Task prompt
Write out, unchanged, the stretch of the items below that opens with the line containing "target: rock formation" and closes with the line containing "346 254 L 349", including both of those lines.

☆ ☆ ☆ ☆ ☆ ☆ ☆

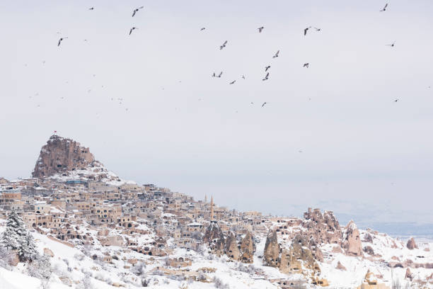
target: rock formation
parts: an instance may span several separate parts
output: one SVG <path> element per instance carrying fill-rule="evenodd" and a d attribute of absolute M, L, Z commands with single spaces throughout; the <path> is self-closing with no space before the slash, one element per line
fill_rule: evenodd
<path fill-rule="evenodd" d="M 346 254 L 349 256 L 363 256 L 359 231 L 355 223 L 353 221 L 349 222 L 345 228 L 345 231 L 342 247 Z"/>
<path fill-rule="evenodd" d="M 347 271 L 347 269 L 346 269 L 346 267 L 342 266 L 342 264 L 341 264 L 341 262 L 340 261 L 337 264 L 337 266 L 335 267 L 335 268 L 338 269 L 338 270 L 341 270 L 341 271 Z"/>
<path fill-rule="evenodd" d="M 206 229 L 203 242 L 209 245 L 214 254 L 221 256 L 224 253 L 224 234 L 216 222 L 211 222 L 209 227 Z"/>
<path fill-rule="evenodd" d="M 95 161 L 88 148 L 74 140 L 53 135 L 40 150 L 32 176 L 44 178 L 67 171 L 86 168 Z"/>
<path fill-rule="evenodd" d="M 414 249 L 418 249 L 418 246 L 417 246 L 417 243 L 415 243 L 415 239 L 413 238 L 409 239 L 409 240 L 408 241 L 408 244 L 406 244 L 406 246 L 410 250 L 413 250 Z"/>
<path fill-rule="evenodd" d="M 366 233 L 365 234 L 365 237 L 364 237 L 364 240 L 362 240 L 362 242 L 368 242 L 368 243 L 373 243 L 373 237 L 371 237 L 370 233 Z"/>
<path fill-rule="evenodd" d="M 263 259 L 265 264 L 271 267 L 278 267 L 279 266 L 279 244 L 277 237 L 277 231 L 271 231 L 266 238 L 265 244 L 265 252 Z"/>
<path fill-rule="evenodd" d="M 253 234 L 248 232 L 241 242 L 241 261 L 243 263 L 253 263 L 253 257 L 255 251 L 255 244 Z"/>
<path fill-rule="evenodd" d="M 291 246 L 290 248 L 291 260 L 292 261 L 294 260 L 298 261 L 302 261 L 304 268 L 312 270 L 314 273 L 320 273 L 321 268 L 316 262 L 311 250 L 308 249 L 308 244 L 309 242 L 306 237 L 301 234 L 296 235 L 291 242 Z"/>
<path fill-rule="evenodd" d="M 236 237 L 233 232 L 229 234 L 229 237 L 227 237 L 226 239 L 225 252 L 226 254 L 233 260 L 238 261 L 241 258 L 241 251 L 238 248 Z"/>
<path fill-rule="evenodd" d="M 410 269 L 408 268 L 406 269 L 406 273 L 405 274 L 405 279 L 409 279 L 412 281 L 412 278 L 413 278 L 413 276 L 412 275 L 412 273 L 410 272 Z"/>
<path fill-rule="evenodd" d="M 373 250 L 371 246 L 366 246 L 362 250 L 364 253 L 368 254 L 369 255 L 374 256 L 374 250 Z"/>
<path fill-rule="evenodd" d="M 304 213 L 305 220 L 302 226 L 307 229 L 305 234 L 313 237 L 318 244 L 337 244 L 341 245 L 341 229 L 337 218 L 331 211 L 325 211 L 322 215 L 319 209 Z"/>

☆ ☆ ☆ ☆ ☆ ☆ ☆

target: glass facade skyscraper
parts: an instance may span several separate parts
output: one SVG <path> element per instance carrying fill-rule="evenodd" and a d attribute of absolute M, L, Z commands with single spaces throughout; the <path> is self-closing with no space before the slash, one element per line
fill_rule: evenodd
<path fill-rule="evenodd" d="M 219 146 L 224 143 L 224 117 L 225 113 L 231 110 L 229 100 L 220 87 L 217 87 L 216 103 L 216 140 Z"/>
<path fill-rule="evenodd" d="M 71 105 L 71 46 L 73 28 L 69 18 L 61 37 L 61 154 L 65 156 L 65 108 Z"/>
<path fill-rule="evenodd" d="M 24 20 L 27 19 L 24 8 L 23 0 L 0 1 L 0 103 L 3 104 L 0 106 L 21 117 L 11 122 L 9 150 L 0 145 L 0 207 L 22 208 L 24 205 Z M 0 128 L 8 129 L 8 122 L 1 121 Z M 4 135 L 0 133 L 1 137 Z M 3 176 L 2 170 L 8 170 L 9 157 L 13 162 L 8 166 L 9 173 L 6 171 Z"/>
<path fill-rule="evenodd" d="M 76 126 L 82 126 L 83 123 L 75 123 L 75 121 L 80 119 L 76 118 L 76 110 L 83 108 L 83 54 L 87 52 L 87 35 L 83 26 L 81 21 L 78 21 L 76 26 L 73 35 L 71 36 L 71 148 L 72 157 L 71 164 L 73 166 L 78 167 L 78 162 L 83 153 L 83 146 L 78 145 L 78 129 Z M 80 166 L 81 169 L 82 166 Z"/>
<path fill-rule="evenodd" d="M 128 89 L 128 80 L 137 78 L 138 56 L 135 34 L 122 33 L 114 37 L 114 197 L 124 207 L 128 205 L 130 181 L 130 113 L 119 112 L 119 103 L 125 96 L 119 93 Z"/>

☆ ☆ ☆ ☆ ☆ ☆ ☆

Final answer
target: rock formation
parts: an instance may span several separate parts
output: one SVG <path> element per instance carrying fill-rule="evenodd" and a d attribute of absolute M, L, Z commands with single spaces throughout; the <path> is self-closing with no space before the slash, one element per line
fill_rule: evenodd
<path fill-rule="evenodd" d="M 346 254 L 349 256 L 363 256 L 359 231 L 355 223 L 353 221 L 349 222 L 345 228 L 345 231 L 342 247 Z"/>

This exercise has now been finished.